**QUOTED PASSAGE:**
>> start

73. Set Matrix Zeroes

2019/11/08 Leetcode

73. Set Matrix Zeroes

Tags: ‘Array’

Given a m x n matrix, if an element is 0, set its entire row and column to 0. Do it in-place.

Example 1:

Input: 
[
  [1,1,1],
  [1,0,1],
  [1,1,1]
]
Output: 
[
  [1,0,1],
  [0,0,0],
  [1,0,1]
]

Example 2:

Input: 
[
  [0,1,2,0],
  [3,4,5,2],
  [1,3,1,5]
]
Output: 
[
  [0,0,0,0],
  [0,4,5,0],
  [0,3,1,0]
]

Follow up:

  • A straight forward solution using O(mn) space is probably a bad idea.
  • A simple improvement uses O(m + n) space, but still not the best solution.
  • Could you devise a constant space solution?

Solution

方法1 Use extra two arrays to store where a column/ row has 0.

O(m * n) time O(m + n) space


方法2 Use row 0 and column 0 to store if current row/column has 0. Finally iterate through matrix[i][j], if matrix[i][0] == 0 matrix[0][j] == 0, set matrix[i][j] 0.

O(m*n) time linear O(1) space

public void setZeroes(int[][] matrix) {
    final int m = matrix.length;
    final int n = matrix[0].length;
    boolean row_has_zero = false; // 第一行是否存在 0
    boolean col_has_zero = false; // 第一列是否存在 0

    for (int i = 0; i < n; i++)

>> end

**TO DO:**
1. Reproduce the stretch of the Set Matrix Zeroes page from "方法2 Use row" through "set matrix[i][j] 0.".
2. Name every variable declared in the Java code on the Set Matrix Zeroes page.

**GIVEN DATA:**
>> start

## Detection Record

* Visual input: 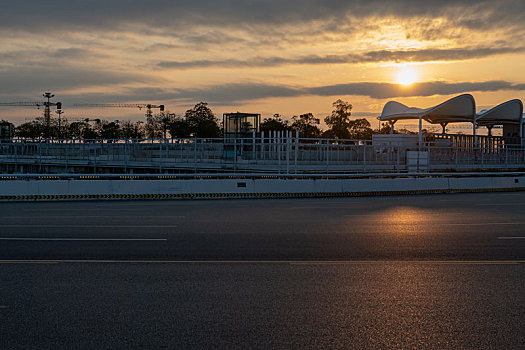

>> end

**SOLUTIONS FOR EACH TASK:**
1.
方法2 Use row 0 and column 0 to store if current row/column has 0. Finally iterate through matrix[i][j], if matrix[i][0] == 0 matrix[0][j] == 0, set matrix[i][j] 0.

2. m, n, row_has_zero, col_has_zero, i